What needs to be done:
Please find each line in the records below that contains the string "field" and copy it out. Case counts, so match capital and lowercase letters.
/---
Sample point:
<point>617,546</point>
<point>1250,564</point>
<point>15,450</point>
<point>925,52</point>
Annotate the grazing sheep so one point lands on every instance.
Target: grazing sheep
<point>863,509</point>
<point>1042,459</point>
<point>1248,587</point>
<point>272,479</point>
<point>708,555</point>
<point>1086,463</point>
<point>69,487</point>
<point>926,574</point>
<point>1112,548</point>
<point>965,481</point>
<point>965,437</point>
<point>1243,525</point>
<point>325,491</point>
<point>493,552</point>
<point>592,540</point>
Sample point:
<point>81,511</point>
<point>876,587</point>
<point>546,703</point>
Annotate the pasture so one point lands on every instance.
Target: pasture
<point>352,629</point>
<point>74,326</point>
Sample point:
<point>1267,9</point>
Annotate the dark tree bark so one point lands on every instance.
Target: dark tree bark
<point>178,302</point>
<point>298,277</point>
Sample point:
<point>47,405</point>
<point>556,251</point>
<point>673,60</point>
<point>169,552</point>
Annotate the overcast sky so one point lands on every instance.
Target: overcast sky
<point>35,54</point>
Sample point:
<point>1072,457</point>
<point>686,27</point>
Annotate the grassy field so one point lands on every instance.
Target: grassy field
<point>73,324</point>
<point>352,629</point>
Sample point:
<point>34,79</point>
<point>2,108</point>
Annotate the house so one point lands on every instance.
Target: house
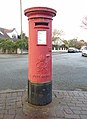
<point>8,33</point>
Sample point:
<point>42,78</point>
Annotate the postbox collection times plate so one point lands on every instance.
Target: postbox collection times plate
<point>41,37</point>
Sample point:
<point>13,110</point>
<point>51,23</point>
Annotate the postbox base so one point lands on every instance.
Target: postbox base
<point>39,93</point>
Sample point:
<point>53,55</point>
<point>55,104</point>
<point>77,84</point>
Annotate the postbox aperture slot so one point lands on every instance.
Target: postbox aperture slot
<point>41,37</point>
<point>41,23</point>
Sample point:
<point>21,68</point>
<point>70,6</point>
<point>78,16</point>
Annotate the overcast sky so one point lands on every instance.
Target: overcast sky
<point>69,15</point>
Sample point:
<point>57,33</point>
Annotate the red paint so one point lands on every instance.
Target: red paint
<point>40,51</point>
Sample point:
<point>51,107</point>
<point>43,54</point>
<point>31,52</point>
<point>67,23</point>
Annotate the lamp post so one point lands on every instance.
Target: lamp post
<point>21,17</point>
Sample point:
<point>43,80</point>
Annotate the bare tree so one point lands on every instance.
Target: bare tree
<point>84,23</point>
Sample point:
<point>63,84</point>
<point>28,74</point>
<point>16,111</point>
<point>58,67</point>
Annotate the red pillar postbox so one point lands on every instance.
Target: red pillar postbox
<point>40,54</point>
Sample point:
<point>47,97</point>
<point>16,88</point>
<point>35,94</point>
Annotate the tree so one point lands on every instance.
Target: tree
<point>56,35</point>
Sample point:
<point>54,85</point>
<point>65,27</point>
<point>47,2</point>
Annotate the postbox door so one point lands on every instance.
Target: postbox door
<point>41,54</point>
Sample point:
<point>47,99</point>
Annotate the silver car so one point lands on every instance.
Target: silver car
<point>84,51</point>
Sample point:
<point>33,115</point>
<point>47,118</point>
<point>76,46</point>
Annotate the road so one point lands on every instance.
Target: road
<point>69,71</point>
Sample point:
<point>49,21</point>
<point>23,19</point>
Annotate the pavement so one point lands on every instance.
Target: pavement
<point>64,105</point>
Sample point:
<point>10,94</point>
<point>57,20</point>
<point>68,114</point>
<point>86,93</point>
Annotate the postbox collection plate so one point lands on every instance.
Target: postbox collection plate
<point>41,37</point>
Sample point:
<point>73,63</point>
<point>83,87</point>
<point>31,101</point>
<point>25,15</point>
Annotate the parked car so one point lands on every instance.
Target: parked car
<point>72,50</point>
<point>82,48</point>
<point>84,51</point>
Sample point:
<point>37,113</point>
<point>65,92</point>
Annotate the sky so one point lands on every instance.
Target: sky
<point>68,18</point>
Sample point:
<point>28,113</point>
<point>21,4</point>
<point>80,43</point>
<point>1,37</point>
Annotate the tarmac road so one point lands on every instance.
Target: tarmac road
<point>69,71</point>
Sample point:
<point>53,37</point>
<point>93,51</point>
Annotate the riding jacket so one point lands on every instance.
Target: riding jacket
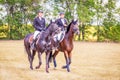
\---
Full response:
Annotate the grassy field so one point lands on every instance.
Target: grassy field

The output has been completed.